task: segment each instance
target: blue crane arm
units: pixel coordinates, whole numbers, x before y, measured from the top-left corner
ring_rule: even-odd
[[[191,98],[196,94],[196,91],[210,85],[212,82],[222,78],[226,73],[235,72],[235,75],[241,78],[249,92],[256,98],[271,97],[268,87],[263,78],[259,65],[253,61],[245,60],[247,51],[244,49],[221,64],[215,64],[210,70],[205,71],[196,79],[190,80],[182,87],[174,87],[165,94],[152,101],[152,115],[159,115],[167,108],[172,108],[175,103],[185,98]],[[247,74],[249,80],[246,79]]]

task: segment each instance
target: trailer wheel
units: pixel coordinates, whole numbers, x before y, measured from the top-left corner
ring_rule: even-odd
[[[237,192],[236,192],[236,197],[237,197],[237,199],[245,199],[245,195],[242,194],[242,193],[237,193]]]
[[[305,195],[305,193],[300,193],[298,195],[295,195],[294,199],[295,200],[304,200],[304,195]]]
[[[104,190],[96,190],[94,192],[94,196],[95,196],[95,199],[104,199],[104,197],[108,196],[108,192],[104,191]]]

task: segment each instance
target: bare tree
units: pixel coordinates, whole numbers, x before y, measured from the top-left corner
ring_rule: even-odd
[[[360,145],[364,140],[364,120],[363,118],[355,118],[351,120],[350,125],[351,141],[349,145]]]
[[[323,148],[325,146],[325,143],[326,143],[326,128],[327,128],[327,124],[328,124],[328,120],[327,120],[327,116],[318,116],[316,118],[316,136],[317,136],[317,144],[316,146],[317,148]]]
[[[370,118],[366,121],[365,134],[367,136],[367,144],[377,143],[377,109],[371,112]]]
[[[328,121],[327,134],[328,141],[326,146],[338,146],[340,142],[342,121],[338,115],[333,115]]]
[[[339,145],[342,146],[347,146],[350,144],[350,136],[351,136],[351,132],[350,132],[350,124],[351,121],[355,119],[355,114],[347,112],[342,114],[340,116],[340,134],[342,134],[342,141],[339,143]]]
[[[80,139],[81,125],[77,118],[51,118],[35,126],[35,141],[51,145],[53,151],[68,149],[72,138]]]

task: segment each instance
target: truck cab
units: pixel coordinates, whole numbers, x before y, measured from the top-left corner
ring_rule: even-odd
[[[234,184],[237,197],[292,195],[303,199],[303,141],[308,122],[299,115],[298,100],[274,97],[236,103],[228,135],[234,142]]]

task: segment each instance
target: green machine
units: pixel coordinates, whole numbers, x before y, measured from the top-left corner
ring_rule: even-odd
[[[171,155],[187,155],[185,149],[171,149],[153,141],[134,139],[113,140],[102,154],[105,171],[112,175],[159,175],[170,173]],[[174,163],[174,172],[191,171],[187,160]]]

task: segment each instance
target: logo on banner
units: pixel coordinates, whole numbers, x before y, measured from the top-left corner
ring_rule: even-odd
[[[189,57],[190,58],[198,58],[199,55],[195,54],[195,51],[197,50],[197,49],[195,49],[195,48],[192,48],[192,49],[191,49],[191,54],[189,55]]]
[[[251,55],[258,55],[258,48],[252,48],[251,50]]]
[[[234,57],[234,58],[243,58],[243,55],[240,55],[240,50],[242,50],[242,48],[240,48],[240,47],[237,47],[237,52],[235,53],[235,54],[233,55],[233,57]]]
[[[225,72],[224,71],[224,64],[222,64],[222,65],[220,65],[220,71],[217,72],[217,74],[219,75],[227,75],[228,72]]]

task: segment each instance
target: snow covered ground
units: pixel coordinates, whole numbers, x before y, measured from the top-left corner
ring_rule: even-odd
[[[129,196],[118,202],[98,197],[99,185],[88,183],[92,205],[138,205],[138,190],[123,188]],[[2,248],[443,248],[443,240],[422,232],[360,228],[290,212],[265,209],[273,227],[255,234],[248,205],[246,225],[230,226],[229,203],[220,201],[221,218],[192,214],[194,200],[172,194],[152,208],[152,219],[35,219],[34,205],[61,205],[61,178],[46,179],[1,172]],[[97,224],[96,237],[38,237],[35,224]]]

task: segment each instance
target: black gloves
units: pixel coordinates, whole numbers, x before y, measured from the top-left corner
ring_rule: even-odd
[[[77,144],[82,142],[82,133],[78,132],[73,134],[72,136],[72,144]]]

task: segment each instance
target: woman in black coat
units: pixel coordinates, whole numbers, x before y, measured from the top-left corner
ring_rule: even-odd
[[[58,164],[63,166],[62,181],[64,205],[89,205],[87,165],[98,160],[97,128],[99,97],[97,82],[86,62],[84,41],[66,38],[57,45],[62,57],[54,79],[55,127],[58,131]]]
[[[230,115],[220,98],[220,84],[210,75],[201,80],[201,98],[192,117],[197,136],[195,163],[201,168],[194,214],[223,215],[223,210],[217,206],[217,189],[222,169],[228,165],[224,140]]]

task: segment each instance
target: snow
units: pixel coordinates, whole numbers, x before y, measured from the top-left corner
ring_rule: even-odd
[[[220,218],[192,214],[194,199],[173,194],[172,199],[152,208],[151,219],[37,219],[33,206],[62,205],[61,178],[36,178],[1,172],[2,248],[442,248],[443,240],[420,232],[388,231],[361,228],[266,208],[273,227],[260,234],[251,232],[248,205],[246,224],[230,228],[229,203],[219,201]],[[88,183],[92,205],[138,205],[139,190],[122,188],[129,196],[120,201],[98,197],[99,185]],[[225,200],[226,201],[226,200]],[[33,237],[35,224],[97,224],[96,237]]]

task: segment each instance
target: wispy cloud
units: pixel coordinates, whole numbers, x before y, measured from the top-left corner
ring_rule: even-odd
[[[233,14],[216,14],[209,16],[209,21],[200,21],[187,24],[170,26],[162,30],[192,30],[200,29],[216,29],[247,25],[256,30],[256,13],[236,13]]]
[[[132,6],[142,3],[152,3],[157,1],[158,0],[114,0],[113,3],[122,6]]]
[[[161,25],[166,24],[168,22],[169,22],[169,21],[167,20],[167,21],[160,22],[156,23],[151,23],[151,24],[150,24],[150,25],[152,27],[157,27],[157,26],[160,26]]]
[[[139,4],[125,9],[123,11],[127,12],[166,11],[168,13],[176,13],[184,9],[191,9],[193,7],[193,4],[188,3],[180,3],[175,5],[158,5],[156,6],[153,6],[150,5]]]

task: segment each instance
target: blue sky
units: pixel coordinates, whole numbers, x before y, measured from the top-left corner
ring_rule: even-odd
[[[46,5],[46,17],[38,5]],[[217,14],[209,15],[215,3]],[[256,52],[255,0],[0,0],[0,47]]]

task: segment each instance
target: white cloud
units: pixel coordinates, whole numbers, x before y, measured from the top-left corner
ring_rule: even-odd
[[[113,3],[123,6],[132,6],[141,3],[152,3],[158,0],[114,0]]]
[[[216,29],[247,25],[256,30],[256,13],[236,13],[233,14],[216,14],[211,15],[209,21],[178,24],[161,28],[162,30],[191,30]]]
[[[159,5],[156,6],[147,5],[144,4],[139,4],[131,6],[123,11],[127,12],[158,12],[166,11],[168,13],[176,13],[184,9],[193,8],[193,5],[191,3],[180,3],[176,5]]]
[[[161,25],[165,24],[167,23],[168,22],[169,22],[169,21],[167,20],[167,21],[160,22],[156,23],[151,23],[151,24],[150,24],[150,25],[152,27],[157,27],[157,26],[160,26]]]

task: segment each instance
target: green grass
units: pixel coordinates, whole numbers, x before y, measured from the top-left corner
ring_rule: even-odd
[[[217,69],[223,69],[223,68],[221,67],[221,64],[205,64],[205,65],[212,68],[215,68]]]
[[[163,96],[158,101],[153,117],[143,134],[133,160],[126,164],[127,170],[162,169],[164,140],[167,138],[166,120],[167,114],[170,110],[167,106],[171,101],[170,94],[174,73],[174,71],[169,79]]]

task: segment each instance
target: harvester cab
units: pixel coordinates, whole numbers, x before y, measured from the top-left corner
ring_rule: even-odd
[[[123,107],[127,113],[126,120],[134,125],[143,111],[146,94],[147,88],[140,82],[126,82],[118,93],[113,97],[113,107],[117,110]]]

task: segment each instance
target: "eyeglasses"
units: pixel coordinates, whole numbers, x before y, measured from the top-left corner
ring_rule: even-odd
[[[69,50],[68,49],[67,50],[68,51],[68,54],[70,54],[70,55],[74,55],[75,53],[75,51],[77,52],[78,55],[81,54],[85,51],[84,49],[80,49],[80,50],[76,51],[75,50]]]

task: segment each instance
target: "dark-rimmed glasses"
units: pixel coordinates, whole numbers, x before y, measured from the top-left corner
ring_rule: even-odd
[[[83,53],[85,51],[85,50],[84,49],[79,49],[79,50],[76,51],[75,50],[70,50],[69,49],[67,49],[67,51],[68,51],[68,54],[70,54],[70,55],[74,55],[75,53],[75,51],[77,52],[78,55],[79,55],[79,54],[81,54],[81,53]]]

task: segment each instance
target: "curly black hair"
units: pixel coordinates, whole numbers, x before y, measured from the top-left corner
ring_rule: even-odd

········

> _WORK TO BE COMPLETED_
Pick out every line in the rows above that contains the word "cloud".

> _RESULT OF THIS EXERCISE_
target: wispy cloud
target: white cloud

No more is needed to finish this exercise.